TO BE DONE
Convert the rows below into a two-column CSV with the header instruction,coordinates, one line per row. Put each row's text and its answer in separate quoted fields, and replace line breaks inside them with spaces.

RECORDS
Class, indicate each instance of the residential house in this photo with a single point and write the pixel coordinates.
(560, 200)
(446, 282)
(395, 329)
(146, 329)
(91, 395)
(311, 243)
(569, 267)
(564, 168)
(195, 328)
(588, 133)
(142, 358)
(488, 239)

THE OUTPUT
instruction,coordinates
"Class, indicate each instance of the residential house in this photo with a single point and write the pixel coordinates.","(560, 200) (446, 282) (395, 329) (146, 329) (91, 395) (311, 243) (569, 267) (564, 168) (195, 328) (588, 133) (142, 358) (488, 239)"